==== EXCERPTED TEXT

Googly eyes were a must, of course.

Drakenpootjes

And an even greater must for all toddler mittens: an i-cord to keep them together.

Drakenpootjes

Our little man’s enthousiasm is two-fold. Some days he’s completely mad about them and is playing with them as if they were hand puppets.

On other days, for instance when the weather’s nice and it’s the best time to go out and take pictures, he seems to find them very dull indeed. Especially when you ask him to show them. Pay attention to the facial expression.

Drakenpootjes

I’m pretty happy about the result myself. What I forgot to take into account, however, is that little toddler fingers don’t always know which finger hole to go to. I guess now I know why toddler mittens are such a big hit. Something to keep in mind for the next version.

Drakenpootjes

Knitting update

It’s been really busy lately, and I simply haven’t gotten round to blogging something. Plenty of inspiration, not enough time. But since my last knitting update, my needles haven’t been lying still at all. And eventhough we no longer need our scarves, glittens and hats, here’s a little update:

Finished

  • Sheepy time cardigan. For real. Every loose end has been fixed. Phew. I even found some sheep-shaped buttons. Comments on the pattern: next to blue, black and white, this pattern also demands a brown skein of yarn. A bit silly, actually, since you need the brown for one little sheep only. So if you’re planning in knitting this, use some leftover yarn, or skip the brown sheep all together. Not worth it buying a whole skein.

Sheepy time

  • Glittens
    Proved their use already. I even lost one already, out in the street. But lucky me found it back 3 weeks later. Soaked, but in mint condition. Of course, I’d knit a new one already. So now I have 3.
  • Slouchy beret
    hat that matches my glittens. This beret knits like a train. It took me 3 days, but that’s because I didn’t pay enough attention when reading the instructions, leading to me having to frog several rows and start over.
  • Cowl
    I used the same yarn as the one I used for the glittens and the hat. I also used the same cable pattern as for the slouchy beret. I knit for about 1 meter, and then I grafted the ends together.

Slouchy beret and cowl

On the needles

  • Lattice
    A shirt from Debbie Stoller’s Super star knitting book. Small-sized needles, big project, and a cable pattern. This will take me a while…

Lattice

And then there’s my head, full of plans. I just don’t seem to be able to find the time to actually carry them out. How do you manage all that?

========
==== PROVIDED INFORMATION

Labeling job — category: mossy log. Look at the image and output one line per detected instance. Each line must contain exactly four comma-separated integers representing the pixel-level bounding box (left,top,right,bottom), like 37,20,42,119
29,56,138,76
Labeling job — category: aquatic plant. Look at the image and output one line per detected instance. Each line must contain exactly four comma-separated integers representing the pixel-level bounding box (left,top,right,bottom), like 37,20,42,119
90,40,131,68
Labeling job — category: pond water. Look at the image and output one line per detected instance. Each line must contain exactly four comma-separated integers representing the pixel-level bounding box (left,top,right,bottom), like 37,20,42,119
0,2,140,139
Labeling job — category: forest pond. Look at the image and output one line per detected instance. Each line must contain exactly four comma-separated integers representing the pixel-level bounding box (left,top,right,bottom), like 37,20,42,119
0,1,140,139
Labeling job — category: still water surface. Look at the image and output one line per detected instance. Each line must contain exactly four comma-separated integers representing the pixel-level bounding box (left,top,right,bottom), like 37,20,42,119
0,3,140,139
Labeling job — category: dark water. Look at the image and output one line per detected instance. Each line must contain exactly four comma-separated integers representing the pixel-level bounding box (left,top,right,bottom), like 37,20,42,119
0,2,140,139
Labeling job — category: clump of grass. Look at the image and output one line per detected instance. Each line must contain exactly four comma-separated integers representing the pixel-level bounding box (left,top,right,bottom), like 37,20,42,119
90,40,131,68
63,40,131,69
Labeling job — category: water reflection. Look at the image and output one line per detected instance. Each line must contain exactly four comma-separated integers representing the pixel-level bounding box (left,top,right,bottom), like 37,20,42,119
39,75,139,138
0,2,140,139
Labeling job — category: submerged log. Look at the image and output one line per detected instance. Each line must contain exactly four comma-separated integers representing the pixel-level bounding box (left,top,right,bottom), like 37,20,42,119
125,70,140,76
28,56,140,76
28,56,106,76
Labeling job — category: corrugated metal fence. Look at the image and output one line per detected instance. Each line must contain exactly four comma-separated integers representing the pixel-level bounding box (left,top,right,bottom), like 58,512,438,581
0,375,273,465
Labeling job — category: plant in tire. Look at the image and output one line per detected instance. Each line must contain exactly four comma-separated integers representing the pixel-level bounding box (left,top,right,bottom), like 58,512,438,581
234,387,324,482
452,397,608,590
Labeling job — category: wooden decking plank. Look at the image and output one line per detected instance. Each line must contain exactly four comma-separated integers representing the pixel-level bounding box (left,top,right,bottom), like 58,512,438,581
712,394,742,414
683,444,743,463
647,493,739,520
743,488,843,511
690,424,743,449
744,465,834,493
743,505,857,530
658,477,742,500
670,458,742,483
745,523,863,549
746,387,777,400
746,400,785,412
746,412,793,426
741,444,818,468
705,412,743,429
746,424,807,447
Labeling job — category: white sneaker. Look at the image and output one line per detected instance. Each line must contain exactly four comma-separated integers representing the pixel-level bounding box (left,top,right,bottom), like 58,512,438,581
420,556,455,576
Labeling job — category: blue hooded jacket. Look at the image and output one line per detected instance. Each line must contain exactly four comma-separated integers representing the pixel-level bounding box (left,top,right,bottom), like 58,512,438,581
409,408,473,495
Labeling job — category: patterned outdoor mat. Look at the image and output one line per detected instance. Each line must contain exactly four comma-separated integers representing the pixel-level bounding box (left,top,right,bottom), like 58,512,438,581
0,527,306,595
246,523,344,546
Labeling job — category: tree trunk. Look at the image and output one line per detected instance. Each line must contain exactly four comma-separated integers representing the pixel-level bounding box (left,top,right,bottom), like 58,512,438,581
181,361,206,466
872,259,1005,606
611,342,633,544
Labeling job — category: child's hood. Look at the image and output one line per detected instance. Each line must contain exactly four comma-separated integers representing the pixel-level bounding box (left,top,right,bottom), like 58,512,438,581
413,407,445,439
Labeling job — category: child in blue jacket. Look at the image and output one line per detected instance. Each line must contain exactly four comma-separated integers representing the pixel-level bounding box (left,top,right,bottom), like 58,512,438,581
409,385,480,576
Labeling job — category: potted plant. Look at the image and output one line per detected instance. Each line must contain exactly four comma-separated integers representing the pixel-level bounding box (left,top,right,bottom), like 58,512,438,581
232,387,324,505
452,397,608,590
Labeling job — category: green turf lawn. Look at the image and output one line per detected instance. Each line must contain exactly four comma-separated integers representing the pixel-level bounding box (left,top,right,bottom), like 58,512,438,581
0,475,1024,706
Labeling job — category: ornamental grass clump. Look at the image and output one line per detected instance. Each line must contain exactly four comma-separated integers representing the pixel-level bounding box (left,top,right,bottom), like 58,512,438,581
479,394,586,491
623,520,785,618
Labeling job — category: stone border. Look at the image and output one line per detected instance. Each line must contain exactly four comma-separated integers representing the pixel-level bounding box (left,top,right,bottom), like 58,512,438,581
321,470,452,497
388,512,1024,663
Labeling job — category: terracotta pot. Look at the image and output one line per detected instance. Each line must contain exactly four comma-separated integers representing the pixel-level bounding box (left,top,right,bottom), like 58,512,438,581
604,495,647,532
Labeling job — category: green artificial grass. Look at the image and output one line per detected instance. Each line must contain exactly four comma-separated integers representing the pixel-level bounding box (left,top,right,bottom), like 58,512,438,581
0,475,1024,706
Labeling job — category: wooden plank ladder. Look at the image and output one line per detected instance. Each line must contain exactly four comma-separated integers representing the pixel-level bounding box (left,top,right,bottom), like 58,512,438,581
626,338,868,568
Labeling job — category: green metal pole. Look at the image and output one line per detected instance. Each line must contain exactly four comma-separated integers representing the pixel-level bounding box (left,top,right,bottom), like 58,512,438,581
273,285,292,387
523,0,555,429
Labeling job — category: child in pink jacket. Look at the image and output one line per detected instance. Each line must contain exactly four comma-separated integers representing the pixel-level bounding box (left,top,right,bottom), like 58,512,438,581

========
==== PROVIDED INFORMATION

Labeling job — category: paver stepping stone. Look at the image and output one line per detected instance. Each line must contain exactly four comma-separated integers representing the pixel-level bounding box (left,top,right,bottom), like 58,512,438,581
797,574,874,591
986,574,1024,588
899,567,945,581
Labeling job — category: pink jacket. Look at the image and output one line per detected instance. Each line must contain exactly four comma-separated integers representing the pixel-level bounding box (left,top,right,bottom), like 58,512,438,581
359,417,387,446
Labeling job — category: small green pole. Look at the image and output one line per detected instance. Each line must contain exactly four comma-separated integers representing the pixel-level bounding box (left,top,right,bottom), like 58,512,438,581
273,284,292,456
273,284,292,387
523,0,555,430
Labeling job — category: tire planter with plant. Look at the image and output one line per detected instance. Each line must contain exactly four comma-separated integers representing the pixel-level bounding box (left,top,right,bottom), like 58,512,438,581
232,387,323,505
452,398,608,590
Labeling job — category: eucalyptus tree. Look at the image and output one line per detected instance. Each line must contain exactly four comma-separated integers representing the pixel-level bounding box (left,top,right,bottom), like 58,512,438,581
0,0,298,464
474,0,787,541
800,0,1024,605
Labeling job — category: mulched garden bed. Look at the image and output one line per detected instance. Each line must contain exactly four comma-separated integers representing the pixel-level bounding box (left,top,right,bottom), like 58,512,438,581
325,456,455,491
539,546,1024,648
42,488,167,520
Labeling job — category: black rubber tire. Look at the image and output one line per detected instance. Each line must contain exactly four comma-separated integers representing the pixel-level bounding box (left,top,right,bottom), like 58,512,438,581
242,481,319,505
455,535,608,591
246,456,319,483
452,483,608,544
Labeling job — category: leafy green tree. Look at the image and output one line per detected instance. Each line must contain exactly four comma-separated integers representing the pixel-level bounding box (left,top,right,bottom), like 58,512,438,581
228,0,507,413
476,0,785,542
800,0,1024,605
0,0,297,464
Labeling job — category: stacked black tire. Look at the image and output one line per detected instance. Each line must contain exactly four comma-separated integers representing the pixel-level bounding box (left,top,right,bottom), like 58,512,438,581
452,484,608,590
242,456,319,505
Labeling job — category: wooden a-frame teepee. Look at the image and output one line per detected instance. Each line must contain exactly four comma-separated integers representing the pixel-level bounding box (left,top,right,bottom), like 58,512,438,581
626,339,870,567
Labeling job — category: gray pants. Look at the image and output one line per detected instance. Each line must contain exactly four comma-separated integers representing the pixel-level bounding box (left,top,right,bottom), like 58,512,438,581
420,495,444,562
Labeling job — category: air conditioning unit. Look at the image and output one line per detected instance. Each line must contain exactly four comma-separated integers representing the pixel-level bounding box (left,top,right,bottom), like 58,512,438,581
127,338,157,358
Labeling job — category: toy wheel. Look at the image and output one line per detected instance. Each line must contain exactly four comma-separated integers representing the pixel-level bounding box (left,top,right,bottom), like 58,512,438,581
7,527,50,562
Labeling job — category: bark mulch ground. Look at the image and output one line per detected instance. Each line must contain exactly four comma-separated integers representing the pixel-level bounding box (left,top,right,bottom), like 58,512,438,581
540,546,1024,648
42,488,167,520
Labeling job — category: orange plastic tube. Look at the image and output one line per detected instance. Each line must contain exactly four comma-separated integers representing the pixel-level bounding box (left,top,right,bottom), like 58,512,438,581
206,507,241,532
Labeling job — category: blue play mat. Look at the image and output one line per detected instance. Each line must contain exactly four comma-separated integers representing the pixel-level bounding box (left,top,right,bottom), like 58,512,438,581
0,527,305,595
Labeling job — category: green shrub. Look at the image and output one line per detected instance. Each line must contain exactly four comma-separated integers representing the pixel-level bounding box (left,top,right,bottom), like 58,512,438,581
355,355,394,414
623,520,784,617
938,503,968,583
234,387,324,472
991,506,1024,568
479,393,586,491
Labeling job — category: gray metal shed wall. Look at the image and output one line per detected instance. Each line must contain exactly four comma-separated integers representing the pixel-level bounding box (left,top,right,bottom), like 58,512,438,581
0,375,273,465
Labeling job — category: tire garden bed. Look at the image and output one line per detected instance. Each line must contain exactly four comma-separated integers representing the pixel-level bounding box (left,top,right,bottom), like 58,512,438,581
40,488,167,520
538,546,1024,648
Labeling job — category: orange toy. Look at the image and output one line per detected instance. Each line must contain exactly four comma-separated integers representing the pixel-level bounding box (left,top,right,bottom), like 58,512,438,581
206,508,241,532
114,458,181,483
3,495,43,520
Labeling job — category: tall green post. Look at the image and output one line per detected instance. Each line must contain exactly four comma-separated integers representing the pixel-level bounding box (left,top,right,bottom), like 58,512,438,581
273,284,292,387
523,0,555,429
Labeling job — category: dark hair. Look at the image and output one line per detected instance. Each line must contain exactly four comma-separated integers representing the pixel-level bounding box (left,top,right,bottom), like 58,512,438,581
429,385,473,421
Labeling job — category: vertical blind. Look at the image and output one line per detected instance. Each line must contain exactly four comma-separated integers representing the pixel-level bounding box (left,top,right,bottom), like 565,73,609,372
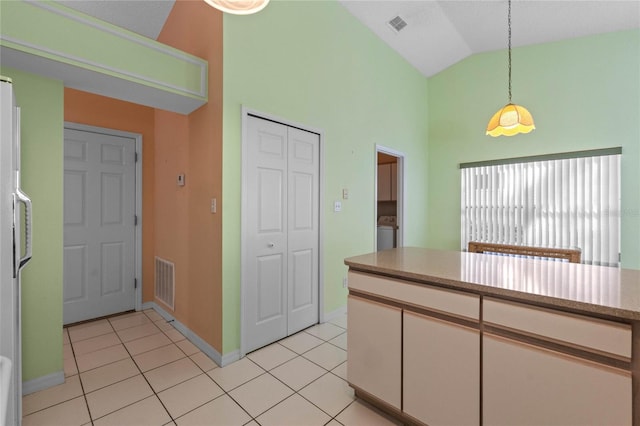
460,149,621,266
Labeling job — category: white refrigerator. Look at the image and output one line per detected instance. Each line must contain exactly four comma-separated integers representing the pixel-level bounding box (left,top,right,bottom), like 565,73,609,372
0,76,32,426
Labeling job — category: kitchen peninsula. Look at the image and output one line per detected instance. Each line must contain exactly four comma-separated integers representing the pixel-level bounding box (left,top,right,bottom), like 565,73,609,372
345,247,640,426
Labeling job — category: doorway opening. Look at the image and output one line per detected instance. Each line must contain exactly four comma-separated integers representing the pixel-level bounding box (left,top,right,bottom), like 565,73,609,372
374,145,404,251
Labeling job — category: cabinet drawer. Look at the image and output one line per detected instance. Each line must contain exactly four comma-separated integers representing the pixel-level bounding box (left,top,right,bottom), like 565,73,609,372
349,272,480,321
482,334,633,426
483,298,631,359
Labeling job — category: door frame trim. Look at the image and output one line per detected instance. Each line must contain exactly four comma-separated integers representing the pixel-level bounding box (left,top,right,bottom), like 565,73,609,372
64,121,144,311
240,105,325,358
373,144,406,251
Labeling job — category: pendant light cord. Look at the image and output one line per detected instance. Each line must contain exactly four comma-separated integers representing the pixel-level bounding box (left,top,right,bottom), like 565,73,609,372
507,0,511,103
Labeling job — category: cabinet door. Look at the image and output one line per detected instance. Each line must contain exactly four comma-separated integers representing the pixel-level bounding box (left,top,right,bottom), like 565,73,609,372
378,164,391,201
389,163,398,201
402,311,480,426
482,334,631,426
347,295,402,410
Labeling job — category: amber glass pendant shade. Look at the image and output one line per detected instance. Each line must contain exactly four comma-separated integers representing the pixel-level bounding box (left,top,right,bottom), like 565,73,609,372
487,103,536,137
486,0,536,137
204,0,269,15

========

■ PROBLEMS TO SOLVE:
• 1. Reproduce the part of the knitting blog post that opens with the words containing "And an even" and closes with "were hand puppets.".
• 2. Do these statements agree with the knitting blog post? Answer yes or no for each, and quote the deciding words.
(a) The slouchy beret took three days to knit.
(b) The glitten that was lost in the street was damaged when it was found.
(c) The cowl was knit to a length of about two meters before the ends were grafted together.
Answer from the knitting blog post alone; the records play no part.

■ ANSWERS TO THE PROBLEMS:
• 1.
And an even greater must for all toddler mittens: an i-cord to keep them together.

Drakenpootjes

Our little man’s enthousiasm is two-fold. Some days he’s completely mad about them and is playing with them as if they were hand puppets.

• 2.
(a) Yes: "It took me 3 days"
(b) No: "Soaked, but in mint condition."
(c) No: "I knit for about 1 meter, and then I grafted the ends together."